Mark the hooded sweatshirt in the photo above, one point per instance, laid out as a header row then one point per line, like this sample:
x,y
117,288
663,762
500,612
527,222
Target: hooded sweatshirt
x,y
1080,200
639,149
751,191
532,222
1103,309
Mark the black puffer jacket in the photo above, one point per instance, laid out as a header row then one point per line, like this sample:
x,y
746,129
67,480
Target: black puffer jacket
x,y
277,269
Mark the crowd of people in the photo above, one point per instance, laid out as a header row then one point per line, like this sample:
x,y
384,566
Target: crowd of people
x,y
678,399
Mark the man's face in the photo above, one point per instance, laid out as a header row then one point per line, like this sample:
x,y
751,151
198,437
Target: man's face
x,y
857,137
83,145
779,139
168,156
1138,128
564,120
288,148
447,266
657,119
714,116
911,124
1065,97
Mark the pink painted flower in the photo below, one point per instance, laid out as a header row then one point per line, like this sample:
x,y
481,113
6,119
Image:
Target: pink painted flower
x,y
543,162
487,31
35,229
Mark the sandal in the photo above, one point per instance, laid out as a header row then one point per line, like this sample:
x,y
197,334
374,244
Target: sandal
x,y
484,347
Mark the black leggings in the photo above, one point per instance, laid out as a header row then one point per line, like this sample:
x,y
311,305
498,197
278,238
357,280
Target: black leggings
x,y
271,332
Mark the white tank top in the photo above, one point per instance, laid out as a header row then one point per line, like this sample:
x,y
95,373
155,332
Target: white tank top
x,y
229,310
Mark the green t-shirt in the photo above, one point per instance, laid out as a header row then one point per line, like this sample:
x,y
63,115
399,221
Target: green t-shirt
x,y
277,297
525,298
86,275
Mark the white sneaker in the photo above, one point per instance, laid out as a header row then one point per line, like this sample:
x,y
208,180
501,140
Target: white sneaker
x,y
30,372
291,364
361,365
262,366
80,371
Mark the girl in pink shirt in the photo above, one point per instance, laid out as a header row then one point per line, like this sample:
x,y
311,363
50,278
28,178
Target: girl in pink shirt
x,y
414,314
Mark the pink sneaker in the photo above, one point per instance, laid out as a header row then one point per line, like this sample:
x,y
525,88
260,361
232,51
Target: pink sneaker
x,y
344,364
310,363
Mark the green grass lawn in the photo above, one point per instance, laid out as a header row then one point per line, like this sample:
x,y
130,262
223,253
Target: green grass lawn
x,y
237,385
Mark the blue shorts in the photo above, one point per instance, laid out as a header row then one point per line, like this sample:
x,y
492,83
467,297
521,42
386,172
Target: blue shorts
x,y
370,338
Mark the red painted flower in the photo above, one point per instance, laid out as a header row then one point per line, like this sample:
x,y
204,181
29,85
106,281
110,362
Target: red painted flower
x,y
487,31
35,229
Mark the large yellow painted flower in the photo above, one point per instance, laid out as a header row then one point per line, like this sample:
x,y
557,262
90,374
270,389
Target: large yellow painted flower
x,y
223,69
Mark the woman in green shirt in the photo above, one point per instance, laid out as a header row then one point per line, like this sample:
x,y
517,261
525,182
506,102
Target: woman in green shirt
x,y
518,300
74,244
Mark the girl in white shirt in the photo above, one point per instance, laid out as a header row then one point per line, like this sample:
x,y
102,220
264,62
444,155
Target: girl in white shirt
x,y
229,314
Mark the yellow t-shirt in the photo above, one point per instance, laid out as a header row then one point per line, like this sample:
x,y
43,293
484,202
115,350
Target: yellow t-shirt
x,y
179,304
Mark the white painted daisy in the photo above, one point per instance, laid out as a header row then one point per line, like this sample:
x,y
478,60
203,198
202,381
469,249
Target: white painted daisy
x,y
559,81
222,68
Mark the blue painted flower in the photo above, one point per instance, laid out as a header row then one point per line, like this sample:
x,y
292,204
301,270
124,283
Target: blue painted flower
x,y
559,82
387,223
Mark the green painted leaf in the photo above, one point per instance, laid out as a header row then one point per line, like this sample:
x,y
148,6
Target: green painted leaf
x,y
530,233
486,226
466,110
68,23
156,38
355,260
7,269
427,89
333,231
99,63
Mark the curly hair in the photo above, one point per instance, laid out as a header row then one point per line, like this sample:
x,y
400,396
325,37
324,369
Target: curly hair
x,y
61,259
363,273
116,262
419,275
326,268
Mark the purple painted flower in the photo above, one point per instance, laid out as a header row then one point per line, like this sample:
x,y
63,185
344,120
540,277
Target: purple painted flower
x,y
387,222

JOB:
Write all of the records out again exactly.

THE REPLY:
Mark the hooded sweatshirt in the photo above, one point per instance, laid out as a header row then one point per line, like this sample:
x,y
117,288
663,762
500,612
527,222
Target: hooded sweatshirt
x,y
1080,200
639,149
751,191
532,222
1103,309
Mark the black puffer jacket in the photo above, one point per instance, laid out as a header row then one point per line, like this sample:
x,y
746,129
67,480
Target: black puffer jacket
x,y
277,269
Mark the crowd of people in the photo above, one point per instance, laid out as a header row then one point per line, like this sample:
x,y
384,566
Target: crowd of people
x,y
678,399
Mark the man's face in the photo above, one point per instance, laid out as a header row then one point per line, like this sample:
x,y
751,151
198,437
Target: man's face
x,y
857,137
83,145
779,139
168,156
1138,128
564,120
288,148
447,266
657,119
714,116
911,124
1065,97
Mark the pink painted flower in the photo below, one point per instance, laid out as a header row then one point per line, like this sample:
x,y
481,113
6,119
Image:
Target: pink painted flower
x,y
543,162
487,31
35,229
Mark the sandal in the photo above, one point per instance, laid out as a header row then one point per line, like this sample:
x,y
197,334
374,244
Target: sandal
x,y
484,347
Mark the black leggings in the photo above, one point per instance, laid out as a header row then one point per line, like this sample:
x,y
311,305
498,197
278,238
357,280
Target: black leggings
x,y
271,332
Mark the white tank top in the photo above, one point per instance, laid out as a header row then one point per line, like this sample:
x,y
95,373
155,332
Target: white tank top
x,y
229,310
Mark the green t-shirt in the photo above, one point per instance, laid out as a header row then one point per line, like this sample:
x,y
63,115
399,221
Target: green t-shirt
x,y
277,297
525,298
86,275
Mark the white sneaker in the photo above, one point per instance, laid out as a header row then one point per line, like this sample:
x,y
208,180
501,140
Target: white sneaker
x,y
30,372
291,364
361,365
262,366
80,371
Mark the girl in pink shirt in the photo above, one point per instance, laid out as a header row then one point per line, like this sample:
x,y
311,363
50,278
28,178
Target: girl in pink shirt
x,y
414,314
Mark the pink sneaker in the photo above, one point per instance, laid out as a header row then one point per line, like this sample:
x,y
525,88
260,361
232,51
Target: pink sneaker
x,y
344,364
310,363
Mark the green grass lawn in the photo above, one point per instance, laid out as a header row then one point per line, like this sample:
x,y
130,262
223,253
Target: green grass lawn
x,y
237,385
Mark the blue shorts in the photo above, one point per instance, laid out as a header row then one point per line, like this sample:
x,y
492,83
467,297
521,42
386,172
Target: blue shorts
x,y
370,338
Mark the red painted flower in the photo above, one point per instance, laid out as a header row then one point per line, like this sample:
x,y
204,181
29,85
106,281
110,362
Target: red painted flower
x,y
487,31
35,229
Mark the large yellow painted flower in the photo above, one point per instance, laid out as a header row then one point per line, like this sample:
x,y
557,262
90,374
270,389
Target: large yellow painted flower
x,y
223,69
Mark the woman in green shirt in the photo above, one point per instance, laid out as a header row then one point per line, like this sample:
x,y
517,261
525,182
506,102
Target: woman in green shirt
x,y
518,300
74,244
Mark the girl in white shirt in the photo above, one point per instance, laid out as a header row then one point per line, like this sample:
x,y
102,220
264,62
444,155
Target: girl in white shirt
x,y
229,314
Mark the yellow t-shirt in the photo above, one point per instance, laid out as a header row then one point per line, like this sample:
x,y
43,293
484,202
115,350
Target: yellow t-shirt
x,y
179,304
Mark the white painted daisy in the photo above, one point per instance, laid out as a header row then one point per line, like this sample:
x,y
478,60
203,198
202,381
469,249
Target: white painted daisy
x,y
559,81
222,68
Mark the blue painted flower in the photo above, one point per instance, laid out as a header row then one point per line, like this sample:
x,y
292,204
301,270
124,283
Target: blue painted flower
x,y
559,82
387,223
Mark the green painted leaf in the photo above, one point per instance, laid out as a header row then one point per line, like this sample:
x,y
148,6
Target: green painted leaf
x,y
530,233
486,226
466,110
68,23
156,38
355,260
7,269
427,89
333,231
99,63
Mark the curly hair in the photo above, one point per instance, laid out as a header row then one point per line, like this sample:
x,y
400,396
325,37
324,369
Target: curly hair
x,y
61,259
363,273
116,262
419,275
326,268
Mark the purple painted flower in the photo above, one point per instance, laid out as a header row then one point per line, like this sample:
x,y
63,185
344,120
540,277
Target: purple painted flower
x,y
387,222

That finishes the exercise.